__Text block__:
The Great Deception

Anthony Coughlan reviews The Great Deception: can the European Union survive? by Christopher Booker and Richard North, Continuum Publishers, ISBN 0-8264-8014-4, £10/€14.60 pbk

Great Deception

THIS IS the most important book ever to be written on the European Union. It is a detailed 600-page account of the European integration project from the first mooting of the idea in the 1920s to the rejection of the proposed EU constitution by the voters of France and the Netherlands in summer 2005.

This paperback edition contains substantial revisions of the widely acclaimed hardback that was first published three years ago, as well as much new material on the EU Constitution debate.

Europhiles as well as EU-critics will find the book illuminating. Its production by leading British political analyst Christopher Booker and economist Richard North is likely to be seen in time as itself a significant event in the history of the integration project, for no one who reads it will ever be able to look in the same way at the European Union again. The book is relevant to the people of every European country.

Meticulously researched and packed with revealing quotations, The Great Deception not only gives new insights into EC/EU history, but it analyses the EU's administrative structures and such key policies as the monetary union, the farm and fisheries policy and the EU's foreign and military ambitions. It gives fact and instance on the corruption and scams of Brussels.

The authors show that it was the US government's insistence on German rearmament in 1950 to meet the needs of the Cold War that precipitated the European Coal and Steel Community, the foundation of European integration. The pooling of coal and steel under a supranational High Authority, the precursor of the Brussels commission, was crucial in overcoming French hostility to this step. Jean Monnet, America's man in the affair, saw it as a way of pursuing the project for a supranational Europe that he had been nurturing since World War I.

There followed the scheme for a European Army and Defence Community in 1952. At the time Monnet and Belgian foreign minister Paul-Henri Spaak wanted the Coal and Steel Community and the proposed Defence Community to be over-arched by a European Political Community and a European constitution. The rejection of the Defence Community scheme by France's national assembly in 1954 forced Monnet and the European Movement, still well funded by CIA money, to change their tactics. Thereafter they dropped their open espousal of federalism and an EU government and concentrated on economic integration by a series of gradual steps during the following decades. Now that that has been achieved, the European constitution has been produced again as the political dome to top the edifice.

The Great Deception of the book's title has been the pretence to the citizens of the European countries involved that successive treaties embodying economic integration were needed to give more jobs and economic growth, when the real agenda throughout has remained political integration, the construction of a federal European superstate under the joint hegemony of France and Germany. The extra jobs have been a chimera also for the larger EU countries.

The book shows that the fundamental reason why Fance's president De Gaulle kept Britain out of the EEC during the 1960s was his concern to have the financial arrangement for the Common Agricultural Policy established first, whereby the EEC as a whole underwrote high subsidies for French farmers, who in 1961 still accounted for a quarter of France's employment as against only four percent in Britain. Britain would never have agreed to the CAP if she were already an EEC member.

(Pointing dataset records)
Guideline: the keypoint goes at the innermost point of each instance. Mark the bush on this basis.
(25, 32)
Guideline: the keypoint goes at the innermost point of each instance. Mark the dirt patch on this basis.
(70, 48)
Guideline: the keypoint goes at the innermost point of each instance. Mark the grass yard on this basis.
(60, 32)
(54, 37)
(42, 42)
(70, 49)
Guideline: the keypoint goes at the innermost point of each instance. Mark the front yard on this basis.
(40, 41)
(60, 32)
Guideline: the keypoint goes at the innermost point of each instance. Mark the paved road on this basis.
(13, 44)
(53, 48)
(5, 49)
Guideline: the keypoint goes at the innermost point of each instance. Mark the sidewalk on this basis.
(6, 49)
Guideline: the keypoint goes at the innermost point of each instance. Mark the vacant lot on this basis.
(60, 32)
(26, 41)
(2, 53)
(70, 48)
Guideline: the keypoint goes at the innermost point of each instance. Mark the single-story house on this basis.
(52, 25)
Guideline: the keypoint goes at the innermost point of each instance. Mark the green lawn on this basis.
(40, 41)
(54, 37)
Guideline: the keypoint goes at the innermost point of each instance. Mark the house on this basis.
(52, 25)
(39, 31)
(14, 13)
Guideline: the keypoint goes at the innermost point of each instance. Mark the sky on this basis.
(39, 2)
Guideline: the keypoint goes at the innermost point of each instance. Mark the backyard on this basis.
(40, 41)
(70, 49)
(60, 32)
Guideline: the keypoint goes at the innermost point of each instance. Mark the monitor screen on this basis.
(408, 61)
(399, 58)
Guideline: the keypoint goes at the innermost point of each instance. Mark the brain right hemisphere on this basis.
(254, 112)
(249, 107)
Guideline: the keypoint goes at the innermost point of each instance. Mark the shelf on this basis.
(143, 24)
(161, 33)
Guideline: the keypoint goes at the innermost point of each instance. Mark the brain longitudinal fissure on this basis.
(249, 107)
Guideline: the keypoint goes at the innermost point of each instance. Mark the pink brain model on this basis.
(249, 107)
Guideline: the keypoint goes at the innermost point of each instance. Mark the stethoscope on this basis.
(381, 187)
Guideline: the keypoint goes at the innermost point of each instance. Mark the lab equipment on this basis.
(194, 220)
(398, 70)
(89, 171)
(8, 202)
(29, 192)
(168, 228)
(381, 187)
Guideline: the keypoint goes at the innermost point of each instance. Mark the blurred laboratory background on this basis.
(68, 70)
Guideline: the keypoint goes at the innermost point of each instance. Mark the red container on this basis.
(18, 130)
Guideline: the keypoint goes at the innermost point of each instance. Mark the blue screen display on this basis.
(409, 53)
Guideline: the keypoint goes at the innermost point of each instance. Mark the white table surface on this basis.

__Required work__:
a) Reproduce a passage of the book review word for word. Begin at the words "This paperback edition" and stop after the words "EU Constitution debate.".
b) According to the book review, in what year did France's national assembly reject the Defence Community scheme?
c) For each statement, say whether the book review supports it. Answer yes or no, and quote the words of the book review that decide it.
(i) The hardback edition was first published three years before this paperback.
(ii) In 1961 French farmers made up a quarter of France's employment.
(iii) The scheme for a European Army and Defence Community came before the European Coal and Steel Community.

__Responses__:
a)
This paperback edition contains substantial revisions of the widely acclaimed hardback that was first published three years ago, as well as much new material on the EU Constitution debate.

b) 1954

c)
(i) Yes: "the widely acclaimed hardback that was first published three years ago"
(ii) Yes: "who in 1961 still accounted for a quarter of France's employment"
(iii) No: "There followed the scheme for a European Army and Defence Community in 1952"